:: Task details ::
Copy out each entry precisely; no image belongs in the result.
** Exercise material follows **
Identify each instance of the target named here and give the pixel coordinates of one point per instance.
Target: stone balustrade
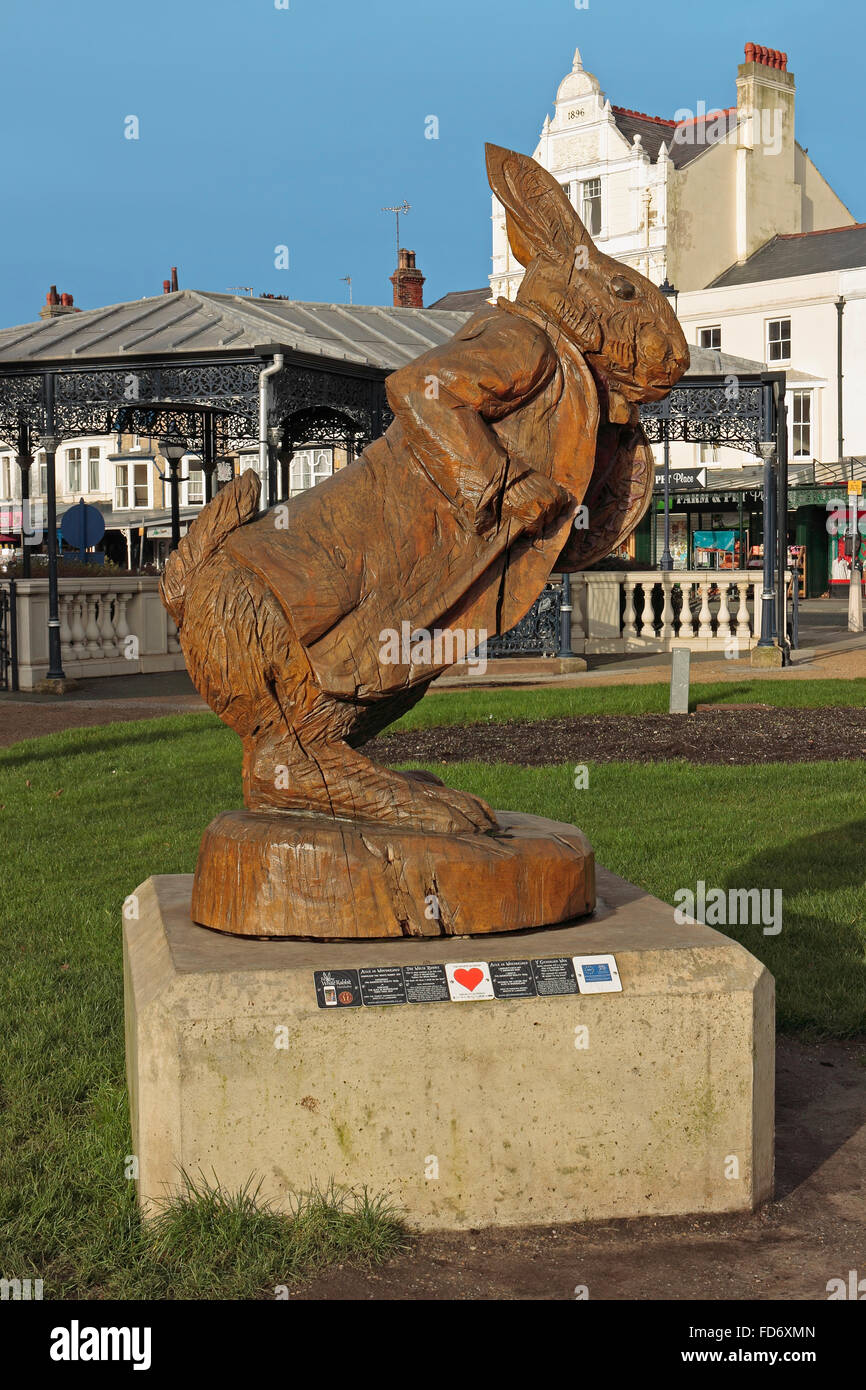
(107, 627)
(645, 610)
(118, 626)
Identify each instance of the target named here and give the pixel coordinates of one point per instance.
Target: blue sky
(263, 127)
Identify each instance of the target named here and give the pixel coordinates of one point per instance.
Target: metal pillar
(781, 526)
(49, 442)
(768, 598)
(209, 455)
(565, 617)
(666, 556)
(24, 458)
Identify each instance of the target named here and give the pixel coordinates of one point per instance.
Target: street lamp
(667, 563)
(173, 451)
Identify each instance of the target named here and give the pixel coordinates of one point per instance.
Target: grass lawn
(467, 706)
(88, 815)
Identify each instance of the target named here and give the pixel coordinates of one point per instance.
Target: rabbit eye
(623, 288)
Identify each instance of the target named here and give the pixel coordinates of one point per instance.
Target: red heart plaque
(469, 979)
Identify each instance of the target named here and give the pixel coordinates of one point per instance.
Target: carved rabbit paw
(534, 501)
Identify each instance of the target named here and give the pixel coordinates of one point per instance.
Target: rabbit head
(615, 316)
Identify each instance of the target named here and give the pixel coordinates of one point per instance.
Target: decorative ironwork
(727, 412)
(299, 388)
(7, 644)
(177, 398)
(537, 634)
(324, 427)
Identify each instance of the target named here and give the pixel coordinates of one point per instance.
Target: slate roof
(192, 321)
(799, 253)
(463, 299)
(692, 138)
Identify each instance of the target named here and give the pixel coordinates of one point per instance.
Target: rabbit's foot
(337, 780)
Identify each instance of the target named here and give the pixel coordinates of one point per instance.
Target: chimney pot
(407, 282)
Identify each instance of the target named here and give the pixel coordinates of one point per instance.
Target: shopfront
(723, 530)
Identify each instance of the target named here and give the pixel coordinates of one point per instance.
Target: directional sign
(82, 526)
(683, 480)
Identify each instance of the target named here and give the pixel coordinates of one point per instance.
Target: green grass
(88, 815)
(480, 706)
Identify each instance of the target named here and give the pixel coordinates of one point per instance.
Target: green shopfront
(723, 528)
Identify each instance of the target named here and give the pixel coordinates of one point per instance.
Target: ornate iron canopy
(731, 410)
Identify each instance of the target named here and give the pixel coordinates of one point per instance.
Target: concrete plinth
(508, 1111)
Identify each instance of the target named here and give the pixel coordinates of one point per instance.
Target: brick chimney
(57, 305)
(769, 198)
(407, 282)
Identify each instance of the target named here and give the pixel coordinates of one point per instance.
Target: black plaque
(382, 984)
(338, 988)
(426, 983)
(555, 976)
(512, 979)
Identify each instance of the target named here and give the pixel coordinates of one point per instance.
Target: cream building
(684, 196)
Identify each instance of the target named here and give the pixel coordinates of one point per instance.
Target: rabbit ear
(540, 218)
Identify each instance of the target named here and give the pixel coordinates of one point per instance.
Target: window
(74, 470)
(309, 467)
(801, 421)
(93, 469)
(779, 339)
(131, 487)
(591, 205)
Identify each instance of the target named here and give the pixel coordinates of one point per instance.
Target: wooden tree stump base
(292, 875)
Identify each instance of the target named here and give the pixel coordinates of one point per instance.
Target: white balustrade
(109, 626)
(683, 608)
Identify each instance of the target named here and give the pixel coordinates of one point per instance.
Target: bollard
(679, 680)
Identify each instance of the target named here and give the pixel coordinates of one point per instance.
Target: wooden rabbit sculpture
(449, 523)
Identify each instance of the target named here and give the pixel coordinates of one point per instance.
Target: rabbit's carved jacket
(423, 527)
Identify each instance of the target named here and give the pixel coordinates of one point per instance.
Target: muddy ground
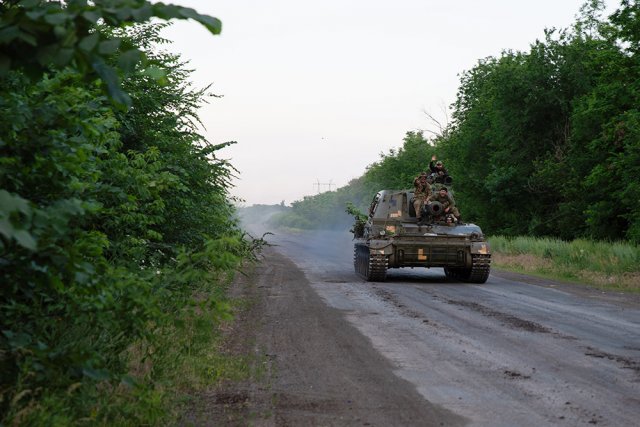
(310, 367)
(417, 350)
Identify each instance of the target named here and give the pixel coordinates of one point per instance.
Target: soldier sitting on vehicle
(421, 194)
(439, 172)
(448, 204)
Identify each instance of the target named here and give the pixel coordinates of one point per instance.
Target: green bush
(111, 223)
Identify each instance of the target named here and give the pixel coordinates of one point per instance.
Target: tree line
(116, 222)
(543, 143)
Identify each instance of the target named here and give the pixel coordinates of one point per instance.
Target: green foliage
(360, 219)
(36, 36)
(396, 169)
(111, 223)
(552, 134)
(608, 265)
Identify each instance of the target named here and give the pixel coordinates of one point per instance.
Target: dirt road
(418, 350)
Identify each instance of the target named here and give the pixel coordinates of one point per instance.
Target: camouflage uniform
(439, 175)
(421, 193)
(447, 202)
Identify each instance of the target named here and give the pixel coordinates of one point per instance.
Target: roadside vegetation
(605, 265)
(118, 237)
(543, 144)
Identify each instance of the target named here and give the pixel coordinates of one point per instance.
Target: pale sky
(314, 91)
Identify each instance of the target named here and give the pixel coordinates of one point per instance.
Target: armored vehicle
(393, 237)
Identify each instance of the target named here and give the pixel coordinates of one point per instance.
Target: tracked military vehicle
(393, 236)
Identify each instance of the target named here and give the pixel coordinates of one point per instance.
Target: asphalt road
(515, 351)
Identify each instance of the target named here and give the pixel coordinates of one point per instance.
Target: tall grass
(606, 264)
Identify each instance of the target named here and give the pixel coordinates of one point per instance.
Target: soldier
(440, 173)
(421, 194)
(448, 205)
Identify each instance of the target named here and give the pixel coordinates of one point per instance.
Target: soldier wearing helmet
(448, 204)
(439, 172)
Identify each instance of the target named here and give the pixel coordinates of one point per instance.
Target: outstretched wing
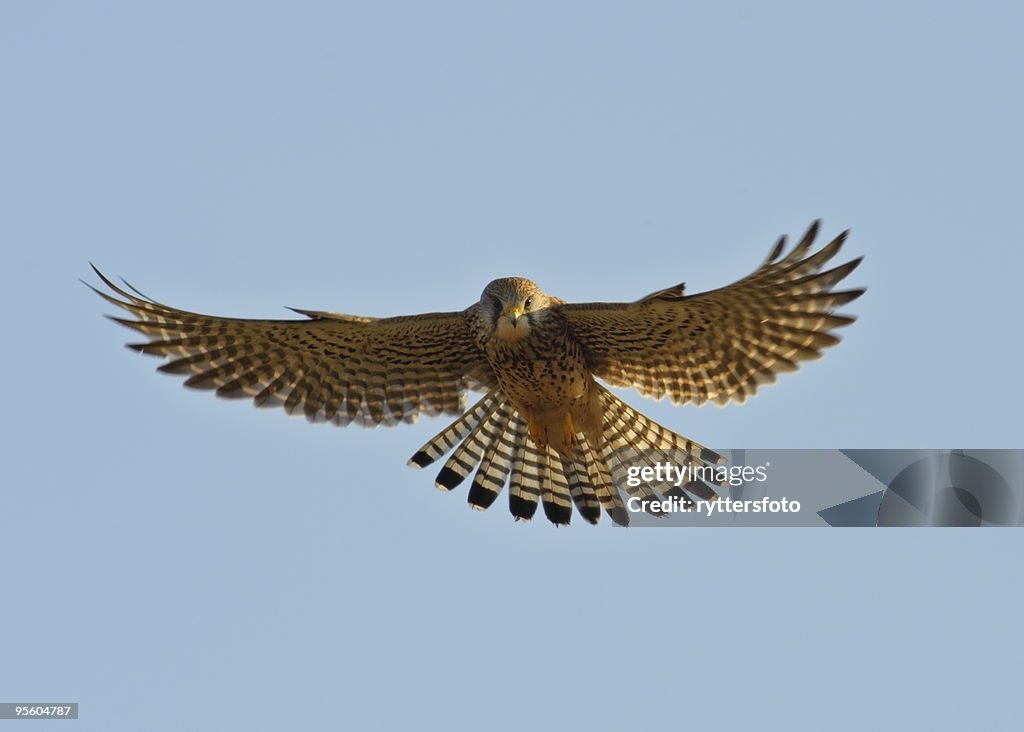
(720, 345)
(333, 368)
** End of Exercise material **
:: Task output ::
Identify each instance of the target named here and give the pixel coordinates of one point per instance.
Target: stone balustrade
(107, 627)
(645, 610)
(118, 626)
Identify each instance of the target named here and give the pixel coordinates of one point per instance.
Target: blue sky
(263, 127)
Identify each instance of the target named here and give the pixel coordinates of one point per instance.
Target: metal pillar
(781, 526)
(49, 442)
(768, 598)
(209, 455)
(565, 617)
(666, 556)
(24, 458)
Identify each instance of the target named here and give the pixel coordinates of one point per instance.
Target: street lamp
(667, 563)
(173, 451)
Identify each instance of the target named here and give the pixel coordinates of one point per instance.
Target: grass lawn
(467, 706)
(88, 815)
Identify each instance of the target named here and give the pixel coordinates of one point per instance.
Target: rabbit eye
(623, 288)
Identify each instance of the target named here and give the pixel coordinates of one point per instance.
Target: red heart plaque
(469, 979)
Identify each instance of the target named here and give the pixel coordinates of one point per instance.
Target: carved rabbit paw
(534, 501)
Identify each instance of the target named here and give the pixel coordinates of one point per instance.
Target: rabbit head
(615, 316)
Identify each instance of the target named here and give the pixel coordinates of one point per instance.
Target: decorative ironwork
(727, 412)
(299, 388)
(7, 644)
(177, 398)
(537, 634)
(324, 427)
Identify each instance of the target named here and give the pixel coordinates of one point per instance.
Target: slate roof
(192, 321)
(799, 253)
(463, 299)
(692, 138)
Identify each instance of the target named here and give the pixel coordinates of one point per instance.
Target: rabbit's foot
(337, 780)
Identify each instance of the target named here and give the pixel coordinates of one point per instance.
Target: chimney pot
(407, 282)
Identify each instance of the target named here and give the pixel coordinates of one point per instance.
Target: shopfront
(723, 530)
Identify each instance of the target named here and give the pixel coordinates of one point per instance.
Target: directional sign
(82, 526)
(683, 480)
Identify each instance of the target named here and give the pixel coordinates of one point per instance.
Target: green grass
(88, 815)
(480, 706)
Identify each instance of the target named here and give the pixel coordinates of one point per instance.
Target: green shopfront
(723, 528)
Identify each instance of the target named here and give the pixel coordinates of one point per instance.
Target: ornate iron canopy
(731, 410)
Identify each instance of the target named here and give the pixel coordinates of one point per instance.
Target: concrete plinth
(508, 1111)
Identify each instance of the target named here and give the pixel coordinates of one point per instance.
Target: brick chimney
(57, 305)
(769, 198)
(407, 282)
Identify each instance of the target named here and give the pixel coordinates of one point per instance.
Target: black plaque
(382, 984)
(338, 988)
(426, 983)
(555, 976)
(512, 979)
Identify each instance of the target named here and give the pixel coordinates of one point per instance.
Target: cream building
(684, 196)
Identify each instance of the target named here and give the pixel coordinates of one point per instance.
Target: rabbit ear
(540, 218)
Identify each instance of the target named here and give the pixel coordinates of one point per instance.
Target: window
(74, 470)
(309, 467)
(801, 421)
(93, 469)
(779, 339)
(131, 487)
(591, 205)
Identify each instance of the target named here and give the pixel coordinates of one point per instance.
Target: wooden tree stump base
(292, 875)
Identify each instance of the target named here and give the pixel coordinates of one point per instance.
Target: white balustrade
(109, 626)
(683, 608)
Identify each instance of the target named here and give the pixel coordinates of one point per instance.
Target: bollard
(679, 680)
Identify each instance of the target named here and give the pixel coordinates of one point per instance.
Target: wooden rabbit sculpture
(449, 523)
Identify each instance of the target named here and give the pixel coordinates of one point per instance.
Target: rabbit's carved jacket
(423, 527)
Identify each instance of the target named here and give the pixel coordinates of one point per instance.
Target: muddy ground
(310, 367)
(417, 350)
Identify each instance of the target named here and give the pixel coordinates of one point per instance.
Target: soldier sitting on vehicle
(421, 194)
(439, 172)
(448, 204)
Identify each instance of the target named here and give the pixel coordinates of one point per instance.
Target: green bush
(111, 223)
Identify each instance of the target named here and give the pixel coordinates of one point per instance.
Target: tree line
(116, 222)
(543, 143)
Identify each instance of the target named here and give the pixel coordinates of one point per instance.
Target: green foliage
(360, 219)
(36, 36)
(396, 169)
(111, 223)
(552, 134)
(608, 265)
Identify each instance of the target named here and give the pixel coordinates of one point per instance.
Target: dirt road
(418, 350)
Identify each instance of the target named here and give the pixel coordinates of one point per instance.
Target: camouflage uniform
(439, 175)
(421, 193)
(447, 202)
Identify each instance of the target named here and give the pixel coordinates of one point per instance.
Target: roadside vegetation
(605, 265)
(118, 237)
(543, 144)
Identify each instance of the target named here and give the pixel coordinates of one point per instance.
Target: pale sky
(314, 91)
Identify each instance of the target named here and give the pixel coordinates of one point per instance.
Target: armored vehicle
(393, 237)
Identify each instance of the target named here and give the pixel coordinates of one point per instance.
Target: tracked military vehicle
(393, 236)
Identify each instance of the target named here and give the pixel coordinates of one point per instance.
Target: asphalt road
(515, 351)
Identify each instance of the target named here and give the pixel coordinates of one point per instance.
Target: tall grass
(606, 264)
Identify each instance of the target named here and give the pixel coordinates of one point per instance.
Target: soldier
(440, 173)
(421, 194)
(448, 205)
Identify each instance of the target named here and give the pixel coordinates of one point per instance.
Target: soldier wearing helmet
(448, 204)
(439, 172)
Identify each instance of the target named here and give the pixel coordinates of one point per instance.
Target: outstretched wing
(720, 345)
(333, 368)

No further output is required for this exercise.